Directions for this task: Write out exactly, and only, the lines below from the line with "# test: point to the building" through the line with "# test: point to the horse's muzzle, one"; pictures do not belong in the copy.

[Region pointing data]
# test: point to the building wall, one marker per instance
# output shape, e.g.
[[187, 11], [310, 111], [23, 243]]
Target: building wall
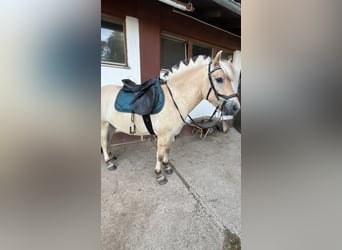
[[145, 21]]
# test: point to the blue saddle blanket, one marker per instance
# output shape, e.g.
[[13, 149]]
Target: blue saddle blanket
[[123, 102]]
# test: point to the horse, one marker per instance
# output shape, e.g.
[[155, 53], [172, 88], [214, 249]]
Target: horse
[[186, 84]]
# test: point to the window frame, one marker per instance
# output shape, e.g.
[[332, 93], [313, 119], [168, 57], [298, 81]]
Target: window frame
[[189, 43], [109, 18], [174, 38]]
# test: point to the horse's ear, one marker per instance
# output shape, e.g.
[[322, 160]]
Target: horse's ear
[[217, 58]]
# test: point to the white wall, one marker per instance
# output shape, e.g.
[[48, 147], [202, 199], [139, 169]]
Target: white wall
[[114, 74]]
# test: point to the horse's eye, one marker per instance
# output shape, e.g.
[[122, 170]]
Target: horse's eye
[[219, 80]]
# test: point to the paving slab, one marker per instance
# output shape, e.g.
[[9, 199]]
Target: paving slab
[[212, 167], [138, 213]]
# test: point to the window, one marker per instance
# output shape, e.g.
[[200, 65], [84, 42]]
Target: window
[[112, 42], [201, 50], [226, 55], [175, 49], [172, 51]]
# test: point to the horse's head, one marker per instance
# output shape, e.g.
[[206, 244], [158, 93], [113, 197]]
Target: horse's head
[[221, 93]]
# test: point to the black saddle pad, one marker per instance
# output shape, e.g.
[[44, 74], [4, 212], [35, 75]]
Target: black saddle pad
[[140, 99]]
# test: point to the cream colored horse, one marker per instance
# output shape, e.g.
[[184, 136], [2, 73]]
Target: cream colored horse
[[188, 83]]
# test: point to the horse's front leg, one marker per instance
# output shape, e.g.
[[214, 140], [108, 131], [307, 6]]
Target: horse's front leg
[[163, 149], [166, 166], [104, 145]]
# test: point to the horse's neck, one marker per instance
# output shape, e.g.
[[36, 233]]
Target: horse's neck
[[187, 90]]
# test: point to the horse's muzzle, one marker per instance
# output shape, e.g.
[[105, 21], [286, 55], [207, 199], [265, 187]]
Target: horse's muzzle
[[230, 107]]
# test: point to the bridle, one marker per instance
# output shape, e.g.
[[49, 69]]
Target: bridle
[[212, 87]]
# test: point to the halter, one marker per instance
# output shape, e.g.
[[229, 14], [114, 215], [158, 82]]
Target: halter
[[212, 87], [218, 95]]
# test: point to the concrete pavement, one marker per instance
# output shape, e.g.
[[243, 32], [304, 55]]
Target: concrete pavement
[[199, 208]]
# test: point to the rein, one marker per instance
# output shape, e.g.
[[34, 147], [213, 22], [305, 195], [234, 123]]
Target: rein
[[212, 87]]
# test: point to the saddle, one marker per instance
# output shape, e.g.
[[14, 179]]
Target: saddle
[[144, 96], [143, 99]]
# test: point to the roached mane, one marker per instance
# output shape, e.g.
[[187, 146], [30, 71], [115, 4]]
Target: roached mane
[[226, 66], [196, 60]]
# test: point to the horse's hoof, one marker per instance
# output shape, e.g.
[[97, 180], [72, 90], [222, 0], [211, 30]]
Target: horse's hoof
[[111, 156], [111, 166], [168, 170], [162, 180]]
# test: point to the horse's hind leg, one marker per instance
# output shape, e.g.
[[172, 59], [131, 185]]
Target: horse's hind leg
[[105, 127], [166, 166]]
...
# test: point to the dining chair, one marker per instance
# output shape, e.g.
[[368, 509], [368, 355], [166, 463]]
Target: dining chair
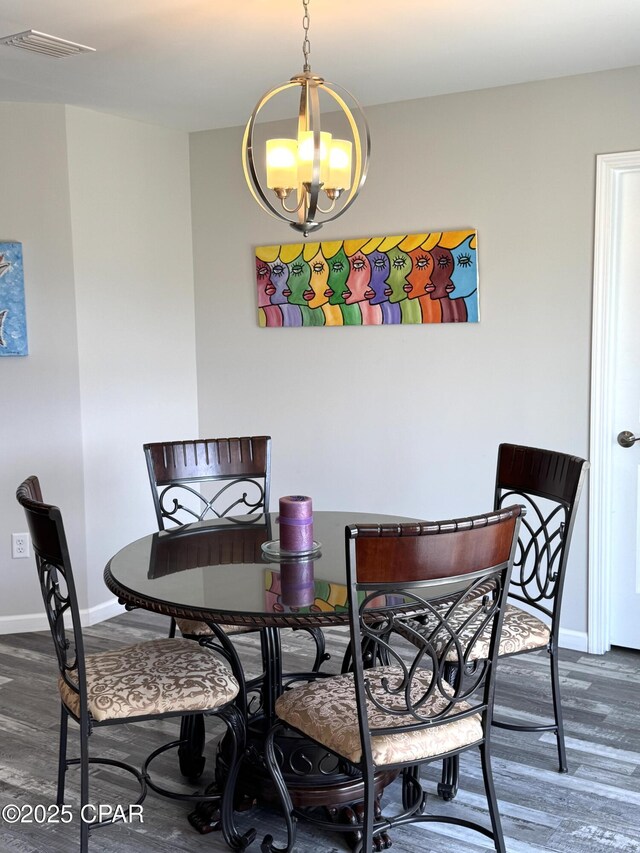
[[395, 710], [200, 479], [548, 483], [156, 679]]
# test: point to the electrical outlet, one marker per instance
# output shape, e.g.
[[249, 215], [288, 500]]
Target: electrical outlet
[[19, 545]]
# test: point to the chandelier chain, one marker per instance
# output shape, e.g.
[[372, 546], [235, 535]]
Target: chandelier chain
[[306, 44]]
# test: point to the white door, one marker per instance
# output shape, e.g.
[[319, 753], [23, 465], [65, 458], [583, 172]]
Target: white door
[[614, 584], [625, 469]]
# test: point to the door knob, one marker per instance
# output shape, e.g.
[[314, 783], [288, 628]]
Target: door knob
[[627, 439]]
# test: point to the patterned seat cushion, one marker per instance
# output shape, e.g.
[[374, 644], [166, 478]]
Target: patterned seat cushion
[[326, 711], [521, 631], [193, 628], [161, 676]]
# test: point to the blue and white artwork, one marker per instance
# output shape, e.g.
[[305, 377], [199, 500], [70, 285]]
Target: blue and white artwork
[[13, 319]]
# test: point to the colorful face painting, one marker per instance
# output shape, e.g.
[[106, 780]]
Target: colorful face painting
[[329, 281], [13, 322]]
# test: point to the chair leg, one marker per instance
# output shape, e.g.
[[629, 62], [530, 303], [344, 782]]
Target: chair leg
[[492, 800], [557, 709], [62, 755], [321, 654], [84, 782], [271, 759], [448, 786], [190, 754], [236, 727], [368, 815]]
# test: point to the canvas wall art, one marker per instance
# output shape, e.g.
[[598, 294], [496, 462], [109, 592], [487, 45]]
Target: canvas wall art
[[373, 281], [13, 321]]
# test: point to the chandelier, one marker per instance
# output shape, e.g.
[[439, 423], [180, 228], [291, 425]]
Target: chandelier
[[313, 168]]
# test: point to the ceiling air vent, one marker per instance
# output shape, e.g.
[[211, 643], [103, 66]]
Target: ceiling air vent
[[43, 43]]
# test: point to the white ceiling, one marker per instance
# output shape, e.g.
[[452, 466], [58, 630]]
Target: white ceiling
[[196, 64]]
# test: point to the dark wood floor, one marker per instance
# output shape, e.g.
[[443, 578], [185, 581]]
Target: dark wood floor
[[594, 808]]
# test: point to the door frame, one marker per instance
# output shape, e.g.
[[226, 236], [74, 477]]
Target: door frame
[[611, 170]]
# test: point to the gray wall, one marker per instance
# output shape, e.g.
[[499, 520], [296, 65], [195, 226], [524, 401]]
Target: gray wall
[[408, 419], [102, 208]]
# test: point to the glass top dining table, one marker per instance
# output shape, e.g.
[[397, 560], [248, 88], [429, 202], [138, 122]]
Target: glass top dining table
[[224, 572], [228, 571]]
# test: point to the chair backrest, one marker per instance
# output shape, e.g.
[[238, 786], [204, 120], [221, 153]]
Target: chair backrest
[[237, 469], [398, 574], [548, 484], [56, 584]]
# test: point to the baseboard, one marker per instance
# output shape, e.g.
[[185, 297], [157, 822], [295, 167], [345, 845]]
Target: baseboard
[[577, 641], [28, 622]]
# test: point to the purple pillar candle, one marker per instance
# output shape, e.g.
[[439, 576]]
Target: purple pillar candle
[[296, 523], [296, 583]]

Solution to this problem:
# test: point to the building wall, one marker per instance
# output shape, e.g.
[[187, 11], [310, 111], [23, 243]]
Target: building wall
[[145, 21]]
# test: point to the blue saddle blanket, one marker per instance
# output shape, e.g.
[[13, 149]]
Target: blue saddle blanket
[[123, 102]]
# test: point to the horse, one marker per instance
# output shape, e.g.
[[155, 53], [172, 88], [214, 249]]
Target: horse
[[186, 84]]
# test: point to the window frame, one marker per instance
# output shape, e.g.
[[332, 93], [313, 119], [168, 57], [298, 81]]
Target: window frame
[[189, 43], [109, 18], [174, 38]]
# test: point to the horse's ear, one marker per instance
# output shape, e.g.
[[322, 160]]
Target: horse's ear
[[217, 58]]
# test: point to the white wall, one marker per instance
# output shape, e.g.
[[48, 147], [202, 199], [139, 169]]
Target: white wall
[[114, 74]]
# test: point to the horse's eye, one marker per instance
# output shape, e.g.
[[122, 170]]
Target: horse's eye
[[219, 80]]
# test: point to the paving slab, one marker per instance
# output shape, e.g.
[[9, 199]]
Target: paving slab
[[212, 167], [138, 213]]
# test: point to the window, one marker per instance
# output shape, e.g.
[[200, 65], [84, 42]]
Target: window
[[112, 42], [201, 50], [226, 55], [175, 49], [172, 51]]
# test: point to the horse's head, one marker per instance
# output shape, e.g.
[[206, 244], [158, 93], [113, 197]]
Target: horse's head
[[221, 93]]
# test: point to the black saddle pad, one marker per instance
# output shape, e.g.
[[44, 74], [4, 212], [35, 75]]
Target: black saddle pad
[[140, 99]]
# test: point to the cream colored horse, one marker per instance
# output shape, e.g.
[[184, 136], [2, 73]]
Target: cream colored horse
[[188, 83]]
# test: point to the horse's front leg, one marker per instance
# output shape, e.g.
[[214, 140], [108, 131], [307, 6]]
Target: horse's front leg
[[163, 149], [166, 166], [104, 145]]
# test: point to the horse's neck, one marker per instance
# output shape, e.g.
[[36, 233]]
Target: horse's neck
[[187, 90]]
# test: point to the horse's muzzle, one marker per instance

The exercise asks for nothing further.